**Metin Bloğu**.
------------------------------------------------------------
2022 Kurak Günler - Film Yorumları

Sherlock

Konu Sahibi
Süper Mod.
Katılım
7 Eylül 2016
Mesajlar
32,130
Reaksiyon puanı
47,948
Puanı
1,060
Konum
İstanbul



Kurak Günler

Tür:
Dram
Süre: 129 dakika

Yönetmen: Emin Alper
Senaryo: Emin Alper

Oyuncular:
Selahattin Paşalı
Ekin Koç
Selin Yeninci

IMDb Linki

Filmin Fragmanı:

Filmle ilgili yorumlarınızı bu başlık altından yapabilirsiniz.
 
Reactions: Gizmen
Filmi vizyona girdiği gün izlesem de yorum yapmak için biraz demlenmesini beklemiştim. Etkisinin geçmesi bir yana gittikçe katmerlendi ve hatta hiç huyum olmamasına rağmen cidden 2. kez sinemada izlesem mi diye düşünmeye başladım.
Tepenin Ardı ve Abluka'yı henüz izleyemedim ama Kız Kardeşler ve Kurak Günler'le birlikte Emin Alper'i Türkiye'nin en iyi 3 yönetmeni arasında saymanın vakti geldi de geçiyor.

Filmin üç temel aksı var: Yanıklar kasabasındaki su sorunu, gece işlenen bir suç ve filmin en büyük magazinel malzemesini de doğuran homofobi. Konular farklı olsa da aslında tek bir amaca hizmet ediyor o da son 20 yıldır üstümüze kara bulut gibi çöken siyasi ortam. Siyasete kaçmamak için fazla uzatmayacağım ama temel olarak her gün yaşadığımız veya denk geldiğimiz olayların daha küçük bir ortama uyarlanmış halini izliyoruz. Bazı noktalar daha dolaylı, bazı noktalar daha doğrudan verilse de Türkiye'nin haline dair az çok fikir sahibi olan birinin ortadaki gerçekçilikten etkilenmeme ihtimali sıfır. Tempo başlarda düşük olsa da film asla sıkıcı ilerlemiyor. Zaten hikaye ilerledikçe tempo ve merak unsuru gittikçe artıyor ve özellikle son bölümde (hikaye "Ziyafet", "Soruşturma", "Yeni Gözaltılar" ve "Seçim" adlı dört bölüme ayrılmış) doruk noktasına ulaşıyor.

Özcan Alper'in son filmi Karanlık Gece'yle benzer temada olduğu için kıyaslamalar (açılış sahnelerinin çok benzemesi, taşradaki homofobi ve erkeklik eleştirisi vs.) çok yapıldı ama onun aksine umut verici bir sonla bitiyor. İki film de birbiriyle kıyaslanmayacak kadar değerli olduğu için onun da böyle çok izlenip konuşulmasını isterim.
------------------------------------------------------------
**Çözülecek Problem**.
Aşağıdaki üç ifadenin Kurak Günler yorumuyla uyuşup uyuşmadığını belirtin. Her biri için evet ya da hayır yazın ve kararı belirleyen sözleri yorumdan aynen alıntılayın.
1. Filmin hikâyesi dört bölüme ayrılmıştır.
2. Yorumu yazan kişi Tepenin Ardı filmini izlemiştir.
3. Filmin temposu başlarda yüksektir.
------------------------------------------------------------
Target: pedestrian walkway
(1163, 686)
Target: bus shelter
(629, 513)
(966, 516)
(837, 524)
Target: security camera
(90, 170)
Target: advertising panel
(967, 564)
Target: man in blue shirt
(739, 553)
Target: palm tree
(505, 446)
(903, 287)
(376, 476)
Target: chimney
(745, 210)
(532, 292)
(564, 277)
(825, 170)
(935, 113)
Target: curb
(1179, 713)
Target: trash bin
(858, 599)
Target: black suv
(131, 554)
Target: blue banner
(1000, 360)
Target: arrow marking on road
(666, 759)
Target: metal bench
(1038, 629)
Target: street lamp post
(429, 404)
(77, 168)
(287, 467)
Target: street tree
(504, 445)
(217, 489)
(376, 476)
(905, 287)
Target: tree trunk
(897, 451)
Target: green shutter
------------------------------------------------------------
**Alıştırma Cevabı**.
1. Evet: "adlı dört bölüme ayrılmış"
2. Hayır: "Tepenin Ardı ve Abluka'yı henüz izleyemedim"
3. Hayır: "Tempo başlarda düşük olsa da film asla sıkıcı ilerlemiyor."